--- Start of DATA FOR THE TASK ---
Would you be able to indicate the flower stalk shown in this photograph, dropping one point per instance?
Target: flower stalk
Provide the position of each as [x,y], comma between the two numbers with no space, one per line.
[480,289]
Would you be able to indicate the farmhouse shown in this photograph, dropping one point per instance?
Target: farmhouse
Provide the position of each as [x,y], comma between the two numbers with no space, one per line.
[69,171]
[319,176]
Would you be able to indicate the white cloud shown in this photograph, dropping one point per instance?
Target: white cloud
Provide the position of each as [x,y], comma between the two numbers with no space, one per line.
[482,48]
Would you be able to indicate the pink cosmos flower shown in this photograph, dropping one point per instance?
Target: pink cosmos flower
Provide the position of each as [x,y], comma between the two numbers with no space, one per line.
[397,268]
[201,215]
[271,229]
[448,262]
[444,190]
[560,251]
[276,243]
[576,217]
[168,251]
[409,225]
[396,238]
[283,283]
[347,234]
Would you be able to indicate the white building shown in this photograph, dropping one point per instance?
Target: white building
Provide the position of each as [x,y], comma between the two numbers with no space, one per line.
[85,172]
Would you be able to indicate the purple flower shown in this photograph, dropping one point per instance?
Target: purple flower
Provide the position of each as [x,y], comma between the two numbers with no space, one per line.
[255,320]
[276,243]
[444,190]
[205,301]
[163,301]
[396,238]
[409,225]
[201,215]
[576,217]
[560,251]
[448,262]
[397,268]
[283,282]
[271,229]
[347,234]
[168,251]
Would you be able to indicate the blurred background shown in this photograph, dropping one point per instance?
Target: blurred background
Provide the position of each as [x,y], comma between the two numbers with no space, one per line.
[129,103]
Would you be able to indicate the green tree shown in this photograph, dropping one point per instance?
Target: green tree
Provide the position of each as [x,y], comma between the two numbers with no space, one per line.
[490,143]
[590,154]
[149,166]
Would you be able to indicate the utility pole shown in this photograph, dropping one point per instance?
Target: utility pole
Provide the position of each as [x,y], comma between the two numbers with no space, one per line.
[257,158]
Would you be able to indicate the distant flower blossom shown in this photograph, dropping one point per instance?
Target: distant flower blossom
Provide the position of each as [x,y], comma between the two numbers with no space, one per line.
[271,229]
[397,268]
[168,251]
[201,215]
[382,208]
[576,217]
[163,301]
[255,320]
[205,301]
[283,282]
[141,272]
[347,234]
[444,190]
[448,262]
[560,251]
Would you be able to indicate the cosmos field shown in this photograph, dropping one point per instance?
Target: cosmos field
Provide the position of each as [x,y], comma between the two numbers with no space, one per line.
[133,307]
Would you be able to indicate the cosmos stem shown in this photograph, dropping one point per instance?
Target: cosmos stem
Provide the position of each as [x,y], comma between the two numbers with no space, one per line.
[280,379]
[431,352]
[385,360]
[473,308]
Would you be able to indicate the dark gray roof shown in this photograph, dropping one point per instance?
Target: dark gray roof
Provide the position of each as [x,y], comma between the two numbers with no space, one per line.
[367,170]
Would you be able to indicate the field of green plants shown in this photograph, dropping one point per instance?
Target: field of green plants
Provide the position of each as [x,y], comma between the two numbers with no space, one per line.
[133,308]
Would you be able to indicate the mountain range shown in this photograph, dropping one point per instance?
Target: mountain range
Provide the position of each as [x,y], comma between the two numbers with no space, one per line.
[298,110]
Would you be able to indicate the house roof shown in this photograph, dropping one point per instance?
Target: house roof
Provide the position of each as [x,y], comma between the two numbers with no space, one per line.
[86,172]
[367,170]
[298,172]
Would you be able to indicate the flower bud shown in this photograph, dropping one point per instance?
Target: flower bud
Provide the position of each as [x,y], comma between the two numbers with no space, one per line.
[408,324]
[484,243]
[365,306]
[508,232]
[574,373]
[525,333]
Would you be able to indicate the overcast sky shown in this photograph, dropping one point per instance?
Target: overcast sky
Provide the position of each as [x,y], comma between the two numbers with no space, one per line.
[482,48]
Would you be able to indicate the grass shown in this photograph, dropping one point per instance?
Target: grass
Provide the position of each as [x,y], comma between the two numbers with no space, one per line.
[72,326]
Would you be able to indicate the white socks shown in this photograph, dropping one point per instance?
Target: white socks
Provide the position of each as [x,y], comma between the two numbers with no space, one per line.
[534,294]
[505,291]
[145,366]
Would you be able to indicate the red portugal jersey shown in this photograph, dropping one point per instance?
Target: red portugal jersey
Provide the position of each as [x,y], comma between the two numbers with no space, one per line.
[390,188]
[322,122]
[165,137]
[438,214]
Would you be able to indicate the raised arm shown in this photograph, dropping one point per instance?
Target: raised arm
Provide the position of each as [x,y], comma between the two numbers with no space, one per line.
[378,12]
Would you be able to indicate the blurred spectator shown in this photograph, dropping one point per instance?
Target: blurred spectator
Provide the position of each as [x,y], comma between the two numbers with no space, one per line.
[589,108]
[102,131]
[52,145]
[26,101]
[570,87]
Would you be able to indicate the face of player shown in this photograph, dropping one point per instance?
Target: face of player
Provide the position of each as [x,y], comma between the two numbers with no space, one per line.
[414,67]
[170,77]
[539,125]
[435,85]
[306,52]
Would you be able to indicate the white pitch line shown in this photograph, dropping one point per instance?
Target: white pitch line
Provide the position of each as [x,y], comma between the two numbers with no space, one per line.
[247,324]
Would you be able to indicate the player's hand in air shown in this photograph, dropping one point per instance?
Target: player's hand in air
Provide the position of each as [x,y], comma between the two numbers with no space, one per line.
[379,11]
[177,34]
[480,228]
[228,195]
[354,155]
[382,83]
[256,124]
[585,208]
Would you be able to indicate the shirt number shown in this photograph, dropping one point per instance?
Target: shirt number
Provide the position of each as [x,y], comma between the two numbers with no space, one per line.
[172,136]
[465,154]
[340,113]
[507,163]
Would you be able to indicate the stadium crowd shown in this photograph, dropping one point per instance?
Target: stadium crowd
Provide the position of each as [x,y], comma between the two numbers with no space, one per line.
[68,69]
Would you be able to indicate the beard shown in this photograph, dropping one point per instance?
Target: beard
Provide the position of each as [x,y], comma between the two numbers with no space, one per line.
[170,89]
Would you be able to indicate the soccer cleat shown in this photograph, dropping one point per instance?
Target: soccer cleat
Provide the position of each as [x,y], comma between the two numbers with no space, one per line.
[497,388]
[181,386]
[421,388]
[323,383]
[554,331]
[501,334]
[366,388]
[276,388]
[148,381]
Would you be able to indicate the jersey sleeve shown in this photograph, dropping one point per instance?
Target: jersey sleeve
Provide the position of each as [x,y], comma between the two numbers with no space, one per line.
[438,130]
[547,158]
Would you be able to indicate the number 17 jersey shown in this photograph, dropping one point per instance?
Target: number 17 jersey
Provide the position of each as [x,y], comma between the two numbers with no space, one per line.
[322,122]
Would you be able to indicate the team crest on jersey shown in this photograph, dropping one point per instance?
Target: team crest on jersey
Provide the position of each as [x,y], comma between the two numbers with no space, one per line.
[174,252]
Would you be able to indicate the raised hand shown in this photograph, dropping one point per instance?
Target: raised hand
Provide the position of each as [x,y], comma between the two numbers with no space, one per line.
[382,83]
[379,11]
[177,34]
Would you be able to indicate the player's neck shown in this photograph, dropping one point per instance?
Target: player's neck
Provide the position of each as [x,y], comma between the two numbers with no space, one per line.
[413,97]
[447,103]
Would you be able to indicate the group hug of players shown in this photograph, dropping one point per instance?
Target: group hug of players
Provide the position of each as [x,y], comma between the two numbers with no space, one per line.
--- End of DATA FOR THE TASK ---
SET TASK: Render every line of the records above as a numbered list, leaving out any blank lines.

EXERCISE SOLUTION:
1. Would you be able to indicate the flower stalk shown in this photograph, dropping one point per instance?
2. Target: flower stalk
3. Provide the position of each as [x,y], comma between the two numbers with no space, one per line.
4. [480,289]
5. Would you be able to indicate the farmhouse shown in this photograph, dropping one point per instance?
6. Target: farmhouse
7. Provide the position of each as [x,y], comma between the two numbers with no space, one per line.
8. [69,171]
9. [319,176]
10. Would you be able to indicate the white cloud shown in this photograph, dropping one point per instance?
11. Target: white cloud
12. Provide the position of each as [x,y], comma between the two numbers with no space, one per line.
13. [482,48]
14. Would you be able to indicate the pink cosmos flower shown in this photograph, dropping one point per instance?
15. Target: pink cosmos flower
16. Provide the position of each as [x,y], comma between the two numbers with no space, one per line.
17. [397,268]
18. [201,215]
19. [271,229]
20. [448,262]
21. [444,190]
22. [560,251]
23. [276,243]
24. [576,217]
25. [168,251]
26. [409,225]
27. [396,238]
28. [283,283]
29. [347,234]
30. Would you be able to indicate the white building shown in this photograph, dropping one point per instance?
31. Target: white building
32. Provide the position of each as [x,y], comma between the two numbers with no space, one per line.
33. [85,172]
34. Would you be able to indicate the purple flower shown in this photograph, dropping one point per instance?
35. Target: purple flower
36. Provide the position of each as [x,y], comma between the two numbers with no space, one per line.
37. [255,320]
38. [276,243]
39. [444,190]
40. [205,301]
41. [163,301]
42. [396,238]
43. [409,225]
44. [201,215]
45. [576,217]
46. [560,251]
47. [448,262]
48. [397,268]
49. [283,282]
50. [271,229]
51. [347,234]
52. [168,251]
53. Would you be able to indicate the blurred background shown in this photograph, dropping one point per instance?
54. Target: blurred background
55. Provide the position of each as [x,y], comma between the two numbers with no space, one per line.
56. [129,103]
57. Would you be able to indicate the green tree shown in this photograph, dropping one point per instance?
58. Target: green tree
59. Provide the position of each as [x,y], comma between the two numbers with no space, one per line.
60. [490,143]
61. [590,154]
62. [149,166]
63. Would you be able to indicate the utility pole shown in this photograph, dropping one point per instance?
64. Target: utility pole
65. Provide the position of each as [x,y], comma between the two numbers with no space, one per line.
66. [257,158]
67. Would you be able to indicate the distant flower blossom shown in this photograph, dropping one point per instance?
68. Target: distant flower blossom
69. Provide the position of each as [x,y], comma between the two numbers with no space, one per line.
70. [271,229]
71. [397,268]
72. [168,251]
73. [201,215]
74. [382,208]
75. [576,217]
76. [163,301]
77. [255,320]
78. [205,301]
79. [283,282]
80. [141,272]
81. [347,234]
82. [444,190]
83. [448,262]
84. [560,251]
85. Would you be able to indicate the cosmos field shown in this photograph, dropping one point per instance?
86. Target: cosmos field
87. Provide the position of each as [x,y], comma between the two numbers with no space, one per line.
88. [133,307]
89. Would you be able to indicate the cosmos stem shown in this photograph, dropping one point per instance?
90. Target: cosmos stem
91. Provide the position of each as [x,y], comma between the two numbers with no space, one per line.
92. [280,379]
93. [431,352]
94. [385,360]
95. [473,308]
96. Would you be able to indicate the dark gray roof shown in this photograph, dropping one point per instance?
97. Target: dark gray roof
98. Provide the position of each as [x,y], comma between the two numbers with no space, one per line.
99. [367,170]
100. Would you be able to indicate the field of green plants shown in this photograph, dropping one point per instance?
101. Target: field of green plants
102. Provide the position of each as [x,y], comma between the two numbers with no space, one per line.
103. [133,308]
104. Would you be able to indicate the mountain range shown in this photograph, dropping one point per instance?
105. Target: mountain range
106. Provide the position of each as [x,y], comma between the two numbers with no space, one per line.
107. [298,110]
108. Would you be able to indicate the house roof shown in this photograph, dropping one point per instance?
109. Target: house roof
110. Provide the position of each as [x,y], comma between the two numbers with no space, one per line.
111. [86,172]
112. [367,170]
113. [298,172]
114. Would you be able to indicate the flower bud shown in this photograph, dropping one point per instance?
115. Target: flower bud
116. Provide the position of each as [x,y], comma between the two numbers with no space, one per line.
117. [408,324]
118. [484,243]
119. [365,306]
120. [508,232]
121. [574,373]
122. [525,333]
123. Would you be able to indicate the overcast sky shown in this photograph, dropping one point per instance?
124. Target: overcast sky
125. Provide the position of each as [x,y], comma between the two numbers with no space, one per line.
126. [482,48]
127. Would you be able to indicate the grass shown in this photograph, dropping one point per instance?
128. Target: grass
129. Provide the position of each as [x,y], comma between the two numbers with no space, one per line.
130. [72,326]
131. Would you be able to indicate the white socks shown in this photograph, dropping one point per instance?
132. Target: white socks
133. Provide the position of each as [x,y], comma between the two numbers with no space, one per line.
134. [534,294]
135. [505,291]
136. [145,366]
137. Would you be able to indicate the red portugal jersey shown in this photograph, dropping one point per instance?
138. Target: red portugal jersey
139. Provide the position of each as [x,y], comma between the two numbers with no space, one per line.
140. [390,188]
141. [322,122]
142. [165,137]
143. [438,214]
144. Would you be able to indicate the raised arm shown in this photograph, dropping one point per instance?
145. Target: raised arm
146. Provide the position of each as [x,y], comma between the two numbers with no space, one per line.
147. [378,12]
148. Would you be able to indicate the blurred spectator shown in this photograph, dropping one point per instance?
149. Target: blurred spectator
150. Provide the position of each as [x,y], comma between the two numbers with no space, one per line.
151. [589,108]
152. [102,131]
153. [52,145]
154. [26,101]
155. [570,87]
156. Would you be able to indicate the face of player shown in this photograph, dropping one point per instance?
157. Target: face of player
158. Provide the position of each as [x,y], comma between the two numbers with no space, one per line.
159. [414,67]
160. [170,77]
161. [539,125]
162. [435,85]
163. [306,52]
164. Would you be able to indicate the white pitch line shown in this photograph, dropping one point per instance?
165. Target: white pitch line
166. Provide the position of each as [x,y], comma between the two numbers with no space, one per line.
167. [247,324]
168. Would you be able to indicate the player's hand in air shown in this photograph, dropping one point per instance?
169. Target: player's hand in air
170. Provide the position of each as [x,y], comma between the two numbers with no space, one per line.
171. [379,11]
172. [177,34]
173. [480,228]
174. [228,195]
175. [354,155]
176. [382,83]
177. [256,124]
178. [585,208]
179. Would you be able to indicate the shirt number shown in this photograph, dropping one point per instance?
180. Target: shirt number
181. Provide the position of each as [x,y], comma between the two numbers with no space, one per line.
182. [172,136]
183. [465,154]
184. [340,113]
185. [507,163]
186. Would you be able to indicate the stadium crowd shown in this photograph, dropping one point per instance?
187. Target: stadium crowd
188. Provide the position of each as [x,y], comma between the two numbers with no space, one per line.
189. [68,69]
190. Would you be able to indicate the beard shown in this photograph, dropping one point per instance?
191. Target: beard
192. Provide the position of each as [x,y], comma between the two numbers with no space, one per line.
193. [170,89]
194. Would you be able to indicate the soccer cleat shown in this photograph, dropping one point per instance?
195. Target: soccer cleat
196. Provide the position of each as [x,y], comma between the two numbers with no space, one per line.
197. [497,388]
198. [181,386]
199. [421,388]
200. [323,383]
201. [554,331]
202. [501,334]
203. [366,388]
204. [276,388]
205. [148,381]
206. Would you be able to indicate the jersey sleeve shown in this photograph, dropping one point per instance?
207. Target: jersey sleeve
208. Provide the position of each as [x,y], comma between the two numbers with no space, one per line.
209. [438,130]
210. [547,158]
211. Would you be able to indicate the number 17 jersey shown in this photograph, dropping one point per instance?
212. Target: number 17 jersey
213. Provide the position of each as [x,y], comma between the two numbers with no space, one per line.
214. [322,122]
215. Would you be able to indicate the team crest on jersey shown in this photograph, dropping one point per instance?
216. Target: team crest on jersey
217. Provide the position of each as [x,y], comma between the two numbers with no space, one per line.
218. [174,252]
219. Would you be able to indicate the raised hand shown in this photograph, dropping one point per instance?
220. Target: raised hand
221. Provide the position of each as [x,y], comma between the two numbers with no space, one per line.
222. [382,83]
223. [379,11]
224. [177,34]
225. Would you be able to indicate the player's neck shown in this photograph, dropping one point per instance?
226. Target: player's neck
227. Provide the position of each as [x,y], comma between the two numbers with no space, one per line.
228. [413,97]
229. [447,103]
230. Would you be able to indicate the group hug of players shown in this photograph, dropping one point per instance?
231. Target: group hug of players
232. Provide the position of each as [x,y], comma between the two numbers with no space, one per line.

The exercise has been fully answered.